Request ▸ Collect each line of the items below that contains the word "sign".

An excerpt from a data file:
* * * * * * *
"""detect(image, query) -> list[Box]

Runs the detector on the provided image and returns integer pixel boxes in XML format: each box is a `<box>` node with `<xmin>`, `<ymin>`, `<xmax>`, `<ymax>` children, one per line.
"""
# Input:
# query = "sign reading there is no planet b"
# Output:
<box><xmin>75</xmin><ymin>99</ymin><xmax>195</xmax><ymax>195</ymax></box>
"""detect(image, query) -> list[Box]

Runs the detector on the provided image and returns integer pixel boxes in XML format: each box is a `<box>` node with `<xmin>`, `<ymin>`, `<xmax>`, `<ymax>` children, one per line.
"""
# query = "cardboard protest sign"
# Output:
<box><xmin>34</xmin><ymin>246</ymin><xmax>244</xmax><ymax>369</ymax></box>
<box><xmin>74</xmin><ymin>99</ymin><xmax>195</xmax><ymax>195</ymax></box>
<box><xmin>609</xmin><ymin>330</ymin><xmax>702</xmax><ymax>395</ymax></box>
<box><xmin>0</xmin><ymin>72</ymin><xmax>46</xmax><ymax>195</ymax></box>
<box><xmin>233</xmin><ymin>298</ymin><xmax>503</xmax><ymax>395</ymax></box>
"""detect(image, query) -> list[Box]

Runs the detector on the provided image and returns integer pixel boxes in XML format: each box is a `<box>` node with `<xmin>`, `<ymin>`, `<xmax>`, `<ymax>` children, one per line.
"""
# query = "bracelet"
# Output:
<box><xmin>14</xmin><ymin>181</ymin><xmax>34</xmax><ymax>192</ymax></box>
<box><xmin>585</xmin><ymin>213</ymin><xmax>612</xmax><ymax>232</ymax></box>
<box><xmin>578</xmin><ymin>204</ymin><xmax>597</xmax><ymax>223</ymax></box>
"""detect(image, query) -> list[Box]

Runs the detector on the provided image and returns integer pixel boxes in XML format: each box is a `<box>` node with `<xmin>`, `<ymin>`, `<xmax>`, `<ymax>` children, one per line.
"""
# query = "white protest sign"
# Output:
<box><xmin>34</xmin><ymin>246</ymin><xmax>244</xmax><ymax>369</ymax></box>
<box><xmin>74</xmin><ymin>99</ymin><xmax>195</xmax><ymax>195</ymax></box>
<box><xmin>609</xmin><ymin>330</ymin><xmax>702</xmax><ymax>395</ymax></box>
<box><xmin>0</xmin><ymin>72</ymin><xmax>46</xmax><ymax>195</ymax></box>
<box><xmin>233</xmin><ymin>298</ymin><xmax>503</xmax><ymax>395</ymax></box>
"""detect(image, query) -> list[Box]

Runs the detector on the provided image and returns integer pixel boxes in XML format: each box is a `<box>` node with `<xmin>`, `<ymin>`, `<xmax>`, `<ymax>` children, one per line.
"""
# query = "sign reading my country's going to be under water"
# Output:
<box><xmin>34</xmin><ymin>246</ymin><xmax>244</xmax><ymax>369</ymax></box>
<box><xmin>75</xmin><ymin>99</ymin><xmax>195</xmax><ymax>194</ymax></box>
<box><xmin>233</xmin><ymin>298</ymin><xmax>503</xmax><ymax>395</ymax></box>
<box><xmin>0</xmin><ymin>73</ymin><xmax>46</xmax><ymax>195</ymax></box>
* * * * * * *
Answer to the problem ▸
# query = "sign reading there is no planet b"
# query = "cardboard protest sign"
# query = "white protest sign"
# query = "sign reading my country's going to be under water"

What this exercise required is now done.